## What is required
Please repeat the lines in the entries below starting at the line containing "Exercise. Point out every instance of the mountain" and ending at the line containing "x=265, y=168", both included.

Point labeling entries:
— BEGIN —

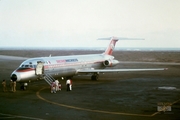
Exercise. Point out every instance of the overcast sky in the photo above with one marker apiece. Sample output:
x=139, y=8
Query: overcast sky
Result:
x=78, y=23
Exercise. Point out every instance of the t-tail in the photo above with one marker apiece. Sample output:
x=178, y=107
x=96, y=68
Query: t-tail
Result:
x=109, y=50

— END —
— BEGIN —

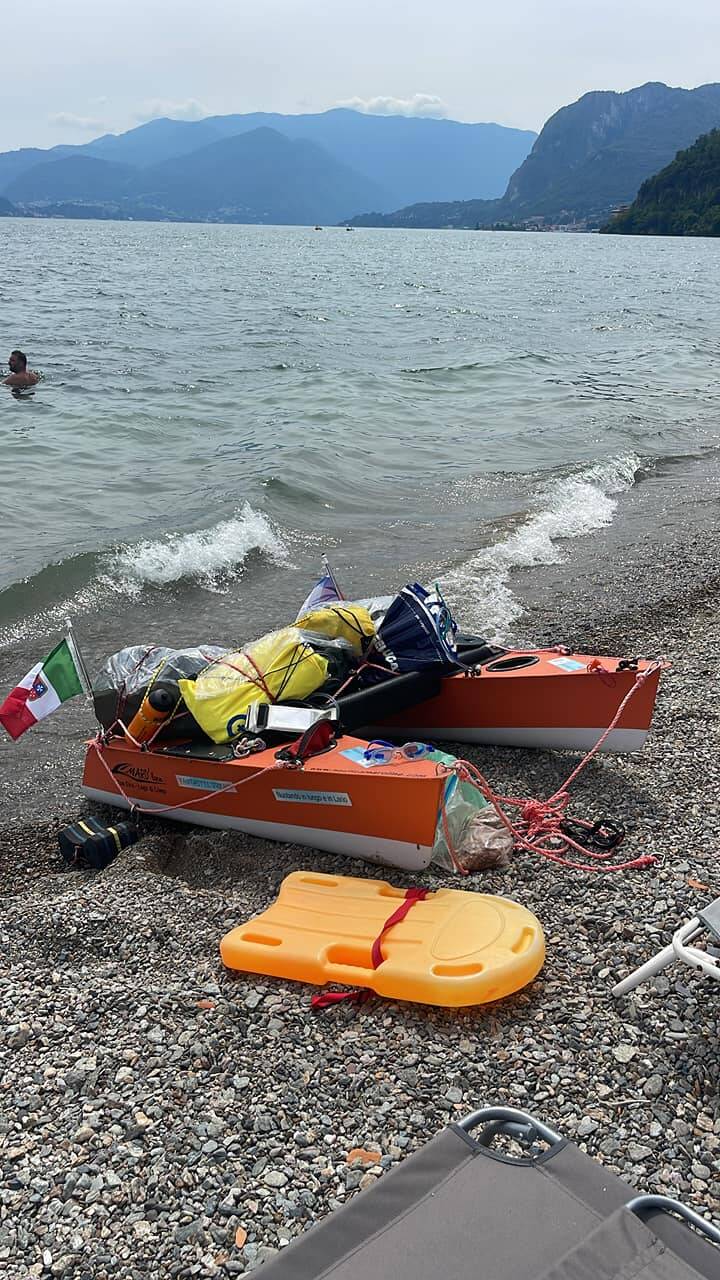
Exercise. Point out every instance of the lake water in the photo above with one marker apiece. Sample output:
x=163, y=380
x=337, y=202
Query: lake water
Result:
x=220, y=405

— END —
— BEGIN —

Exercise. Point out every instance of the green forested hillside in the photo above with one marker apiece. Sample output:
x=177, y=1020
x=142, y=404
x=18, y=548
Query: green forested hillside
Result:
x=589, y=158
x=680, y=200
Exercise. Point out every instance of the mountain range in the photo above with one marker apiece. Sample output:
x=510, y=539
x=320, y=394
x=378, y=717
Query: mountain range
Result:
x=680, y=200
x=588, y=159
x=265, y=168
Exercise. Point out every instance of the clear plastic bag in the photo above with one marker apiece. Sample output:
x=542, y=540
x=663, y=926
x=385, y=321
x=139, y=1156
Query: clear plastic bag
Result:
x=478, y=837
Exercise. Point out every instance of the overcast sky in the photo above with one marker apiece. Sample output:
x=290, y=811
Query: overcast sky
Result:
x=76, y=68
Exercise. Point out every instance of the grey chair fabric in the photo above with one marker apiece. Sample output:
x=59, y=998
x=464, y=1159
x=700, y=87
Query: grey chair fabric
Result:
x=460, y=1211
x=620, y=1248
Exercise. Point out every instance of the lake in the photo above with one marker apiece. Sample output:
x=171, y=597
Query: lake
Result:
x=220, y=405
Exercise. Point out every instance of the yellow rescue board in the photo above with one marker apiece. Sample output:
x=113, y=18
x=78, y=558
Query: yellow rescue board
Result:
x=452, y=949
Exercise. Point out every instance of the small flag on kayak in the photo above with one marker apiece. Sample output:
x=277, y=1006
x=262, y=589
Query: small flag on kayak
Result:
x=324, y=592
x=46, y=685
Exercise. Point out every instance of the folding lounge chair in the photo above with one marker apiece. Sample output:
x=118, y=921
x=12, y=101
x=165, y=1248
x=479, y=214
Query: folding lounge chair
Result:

— END —

## Finished exercise
Exercise. Point out every instance of the mountain range in the photo above with one marker apiece. Sample output:
x=510, y=539
x=320, y=394
x=378, y=717
Query: mountain range
Result:
x=680, y=200
x=588, y=159
x=265, y=168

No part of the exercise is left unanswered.